Records from a data collection

[start]

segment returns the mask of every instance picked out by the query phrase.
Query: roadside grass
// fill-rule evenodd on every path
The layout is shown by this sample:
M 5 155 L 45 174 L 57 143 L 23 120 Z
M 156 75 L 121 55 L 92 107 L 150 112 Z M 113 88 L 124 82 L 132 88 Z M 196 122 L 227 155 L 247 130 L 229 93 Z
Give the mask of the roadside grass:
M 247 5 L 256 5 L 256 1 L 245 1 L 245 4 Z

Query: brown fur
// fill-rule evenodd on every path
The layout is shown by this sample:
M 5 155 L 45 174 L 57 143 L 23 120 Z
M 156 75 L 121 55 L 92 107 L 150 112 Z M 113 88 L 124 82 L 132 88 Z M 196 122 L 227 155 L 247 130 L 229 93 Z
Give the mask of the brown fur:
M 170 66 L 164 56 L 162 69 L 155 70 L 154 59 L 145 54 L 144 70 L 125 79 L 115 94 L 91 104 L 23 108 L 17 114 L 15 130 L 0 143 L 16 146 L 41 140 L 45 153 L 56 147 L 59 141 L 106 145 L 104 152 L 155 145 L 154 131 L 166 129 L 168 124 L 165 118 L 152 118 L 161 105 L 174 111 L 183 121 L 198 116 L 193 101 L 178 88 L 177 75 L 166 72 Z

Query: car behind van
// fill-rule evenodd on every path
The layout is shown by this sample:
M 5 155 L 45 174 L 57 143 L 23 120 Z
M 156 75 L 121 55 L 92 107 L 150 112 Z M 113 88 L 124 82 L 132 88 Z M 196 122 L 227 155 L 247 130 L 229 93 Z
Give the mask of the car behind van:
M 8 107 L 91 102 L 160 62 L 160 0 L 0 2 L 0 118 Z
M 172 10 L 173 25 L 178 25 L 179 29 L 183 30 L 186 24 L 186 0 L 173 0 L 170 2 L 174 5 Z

[end]

__Written instruction__
Can you repeat every line of the records above exactly?

__Correct result__
segment returns the mask of every instance picked out by the query phrase.
Query: roadside grass
// fill-rule evenodd on every path
The layout is shown by this sample:
M 5 155 L 45 174 L 57 143 L 23 120 Z
M 156 75 L 121 55 L 92 107 L 150 112 Z M 113 88 L 124 82 L 132 88 Z M 196 122 L 227 155 L 247 130 L 229 93 Z
Give the mask of the roadside grass:
M 247 5 L 256 5 L 256 1 L 245 1 L 245 4 Z

Query: brown fur
// fill-rule evenodd on every path
The layout is shown by this sample:
M 5 155 L 45 174 L 57 143 L 23 120 Z
M 156 75 L 121 55 L 92 107 L 150 112 Z M 113 88 L 124 82 L 132 88 Z M 196 122 L 227 155 L 247 130 L 229 93 Z
Give the mask of the brown fur:
M 170 66 L 164 56 L 162 69 L 155 70 L 154 59 L 145 54 L 144 70 L 125 79 L 115 94 L 91 104 L 23 108 L 17 114 L 15 130 L 0 143 L 16 146 L 41 140 L 45 153 L 56 147 L 59 141 L 106 145 L 104 152 L 155 145 L 154 131 L 166 129 L 168 124 L 165 118 L 152 118 L 161 105 L 174 111 L 183 121 L 198 116 L 193 101 L 178 88 L 177 75 L 166 72 Z

Query: car behind van
// fill-rule evenodd on every path
The layout is shown by this sample:
M 5 155 L 45 174 L 57 143 L 23 120 Z
M 156 75 L 121 55 L 92 107 L 150 112 Z M 113 88 L 124 82 L 132 88 Z M 196 122 L 227 155 L 247 130 L 229 93 Z
Give the mask of the car behind van:
M 8 107 L 91 102 L 160 62 L 160 0 L 0 2 L 0 118 Z
M 172 10 L 173 25 L 178 25 L 179 29 L 183 30 L 186 24 L 186 0 L 173 0 L 170 2 L 174 5 Z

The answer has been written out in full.